Scatter-gather parallelism

Parallelism is a way to make a program finish faster by performing several operations in parallel, rather than sequentially (i.e. waiting for each operation to finish before starting the next one). For a more detailed introduction on parallelism, you can read about it in-depth here.

Diagram depicting parallelism. Three separate inputs are individually used as input to the same workflow running in parallel. The workflow runs the input through a process StepA. Each independent workflow produces one output which is are then gathered and all used together as input to a new process StepB, which produces a single output.

To do this, we use the scatter function described in the WDL 1.0 spec, which will produce parallelizable jobs running the same task on each input in an array, and output the results as an array as well.

The code below shows an example of the scatter function:

version 1.0
workflow wf {
  input {
    Array[File] inputFiles
  }
  scatter (oneFile in inputFiles) {
    call stepA {
     input: 
       in = oneFile 
    }
  }
  call stepB { 
    input: 
      files = stepA.out
  }
}

The magic here is that the array of outputs is produced and passed along to the next task without you ever making an explicit declaration about it being an array.

Even though the output of stepA looks like a single file based on its declaration, just referring to stepA.out in any other call statement is sufficient for WDL to know that you mean the array grouping the outputs of all the parallelized stepA jobs.

In other words, the scatter part of the process is explicit while the gather part is implicit.

Generic example script

To put this in context, here is what the code for the workflow illustrated above would look like in full:

version 1.0
workflow ScatterGather {
  input {
    Array[File] inputFiles
  }

  scatter (oneFile in inputFiles) {
    call stepA { 
      input: 
        in = oneFile 
    }
  }
  call stepB { 
    input: 
      files = stepA.out 
  }
}

task stepA {
  input {
    File in
  }
  command <<<
   programA I=~{in} O=outputA.ext 
  >>>
  output { 
    File out = "outputA.ext" 
  }
}

task stepB {
  input {
    Array[File] files
  }
  command <<<
   programB I=~{files} O=outputB.ext 
  >>>
  output { 
    File out = "outputB.ext" 
  }
}

Concrete example

Let’s look at a concrete example of scatter-gather parallelism in a workflow designed to call variants individually per-sample (HaplotypeCaller), then to perform joint genotyping on all the per-sample GVCFs together (GenotypeGVCFs).

■ Data
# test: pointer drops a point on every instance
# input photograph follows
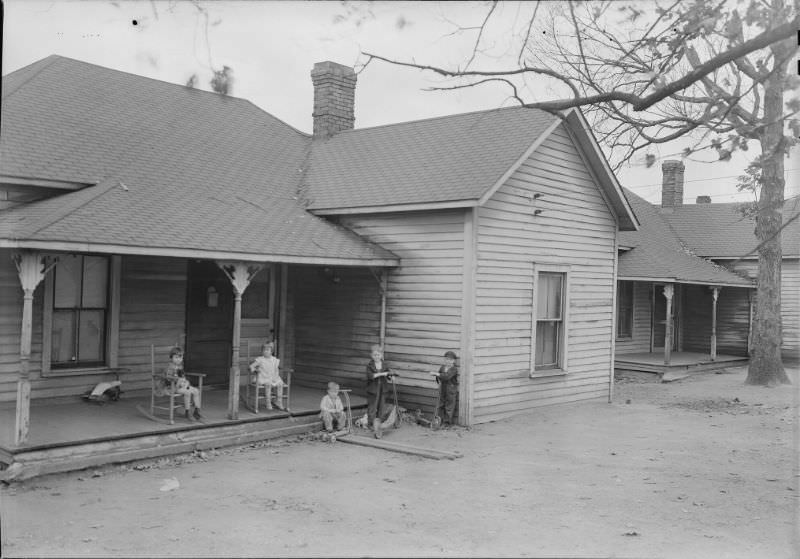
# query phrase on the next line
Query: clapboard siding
(642, 309)
(424, 298)
(576, 229)
(790, 300)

■ Exercises to complete
[1] According to the text on scatter-gather parallelism, which part of the process is explicit and which is implicit?
[2] Write the next part of the text on scatter-gather parallelism, picking up after its final sentence.
The data have no connection to the text on scatter-gather parallelism.

■ Responses for each task
[1] The scatter part is explicit, and the gather part is implicit.

[2]
Diagram depicting how three individual sample BAM files are used as input to the HaplotypeCallerERC tools in parallel. Each individual run of the tool produces a GVCF. The GVCFs are gathered and the array is used as an input to the GenotypeGVCFs tool, which produces a raw VCF file as final output.

The workflow involves two tasks:

  • HaplotypeCallerERC takes in a File bamFile and produces a File GVCF.
  • GenotypeGVCFs takes in an Array[File] GVCF and produces a File rawVCF.

Concrete example script

This is what the code for the workflow illustrated above would look like:

version 1.0
workflow ScatterGatherExample {
  input {
    Array[File] sampleBAMs
  }

  scatter (sample in sampleBAMs) {
    call HaplotypeCallerERC { 
      input: 
        bamFile=sample 
    }
  }
  call GenotypeGVCF {
   input: 
     GVCFs = HaplotypeCallerERC.GVCF 
  }
}

task HaplotypeCallerERC {
  input {
    File bamFile
  }
  command <<<
    java -jar GenomeAnalysisTK.jar \
        -T HaplotypeCaller \
        -ERC GVCF \
        -R reference.fasta \
        -I ~{bamFile} \
        -o rawLikelihoods.gvcf
  >>>
  output {
    File GVCF = "rawLikelihoods.gvcf"
  }
}

task GenotypeGVCF {
  input {
    Array[File] GVCFs
  }
  command <<<
    java -jar GenomeAnalysisTK.jar \
        -T GenotypeGVCFs \
        -R reference.fasta \
        -V ~{GVCFs} \
        -o rawVariants.vcf
  >>>
  output {
    File rawVCF = "rawVariants.vcf"
  }
}

For simplicity, we omitted the handling of index files in the code above, which has to be done explicitly in WDL.

Additionally, please note that we did not expressly handle delimiters for Array data types in this example.

Scatter limitations

Note that the max allowable scatter width per scatter in Terra is 35,000.